Where the string "navy" occurs in a line of the entries below, copy that line.

━━━━━━━━━━━━━━━━━━━━

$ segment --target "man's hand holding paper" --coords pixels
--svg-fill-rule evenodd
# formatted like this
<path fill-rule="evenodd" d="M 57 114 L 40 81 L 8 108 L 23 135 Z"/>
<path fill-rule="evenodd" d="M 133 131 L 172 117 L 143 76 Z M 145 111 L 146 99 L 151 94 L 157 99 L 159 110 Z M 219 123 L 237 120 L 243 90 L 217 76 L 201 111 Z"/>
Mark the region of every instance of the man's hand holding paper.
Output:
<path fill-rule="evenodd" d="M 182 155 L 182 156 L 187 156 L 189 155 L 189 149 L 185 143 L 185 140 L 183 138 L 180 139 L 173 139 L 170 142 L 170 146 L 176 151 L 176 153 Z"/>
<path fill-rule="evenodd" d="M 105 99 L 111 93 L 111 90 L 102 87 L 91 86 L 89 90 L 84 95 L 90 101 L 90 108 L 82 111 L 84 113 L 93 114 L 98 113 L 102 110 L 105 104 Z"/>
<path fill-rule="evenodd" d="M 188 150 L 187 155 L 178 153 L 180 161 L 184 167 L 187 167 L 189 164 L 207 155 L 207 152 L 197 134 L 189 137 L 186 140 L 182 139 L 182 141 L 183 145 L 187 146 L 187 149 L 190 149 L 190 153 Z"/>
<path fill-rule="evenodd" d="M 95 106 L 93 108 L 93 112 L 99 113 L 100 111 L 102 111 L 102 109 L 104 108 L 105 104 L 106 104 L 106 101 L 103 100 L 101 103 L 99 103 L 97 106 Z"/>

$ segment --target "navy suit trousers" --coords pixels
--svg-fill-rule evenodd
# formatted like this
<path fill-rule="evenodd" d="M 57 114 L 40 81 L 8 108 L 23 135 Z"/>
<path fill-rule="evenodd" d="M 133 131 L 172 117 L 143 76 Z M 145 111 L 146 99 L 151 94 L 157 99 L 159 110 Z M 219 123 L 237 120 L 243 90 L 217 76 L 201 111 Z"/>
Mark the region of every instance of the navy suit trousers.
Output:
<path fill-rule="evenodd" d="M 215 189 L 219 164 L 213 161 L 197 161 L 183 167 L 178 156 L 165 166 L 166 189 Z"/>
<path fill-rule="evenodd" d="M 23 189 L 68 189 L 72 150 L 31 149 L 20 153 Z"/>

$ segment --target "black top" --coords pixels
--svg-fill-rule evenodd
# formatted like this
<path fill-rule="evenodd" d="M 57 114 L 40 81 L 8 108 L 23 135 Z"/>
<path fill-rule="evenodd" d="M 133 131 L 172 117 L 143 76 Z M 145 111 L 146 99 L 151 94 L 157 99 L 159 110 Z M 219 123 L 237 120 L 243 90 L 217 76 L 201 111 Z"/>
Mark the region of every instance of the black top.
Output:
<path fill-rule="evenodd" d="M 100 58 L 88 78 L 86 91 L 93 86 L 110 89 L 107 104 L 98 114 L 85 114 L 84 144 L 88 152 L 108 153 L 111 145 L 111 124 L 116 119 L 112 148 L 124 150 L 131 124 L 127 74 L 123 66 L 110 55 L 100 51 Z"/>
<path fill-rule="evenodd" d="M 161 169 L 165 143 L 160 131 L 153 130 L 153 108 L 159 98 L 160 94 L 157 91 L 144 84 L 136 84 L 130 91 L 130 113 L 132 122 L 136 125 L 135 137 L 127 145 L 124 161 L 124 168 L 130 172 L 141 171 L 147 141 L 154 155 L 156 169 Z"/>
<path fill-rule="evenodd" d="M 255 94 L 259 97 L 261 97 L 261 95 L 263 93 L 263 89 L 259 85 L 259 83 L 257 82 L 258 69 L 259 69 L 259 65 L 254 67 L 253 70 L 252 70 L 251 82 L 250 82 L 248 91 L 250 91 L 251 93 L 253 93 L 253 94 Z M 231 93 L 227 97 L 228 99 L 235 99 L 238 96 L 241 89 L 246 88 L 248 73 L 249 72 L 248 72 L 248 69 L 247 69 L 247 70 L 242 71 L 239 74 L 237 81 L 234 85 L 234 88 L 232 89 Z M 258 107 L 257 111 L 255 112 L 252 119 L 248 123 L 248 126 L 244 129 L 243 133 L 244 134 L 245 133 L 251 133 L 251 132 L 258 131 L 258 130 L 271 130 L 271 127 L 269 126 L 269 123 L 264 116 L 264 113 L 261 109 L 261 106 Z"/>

━━━━━━━━━━━━━━━━━━━━

**RESPONSE:**
$ segment --target "navy suit trousers" --coords pixels
Mark the region of every instance of the navy suit trousers.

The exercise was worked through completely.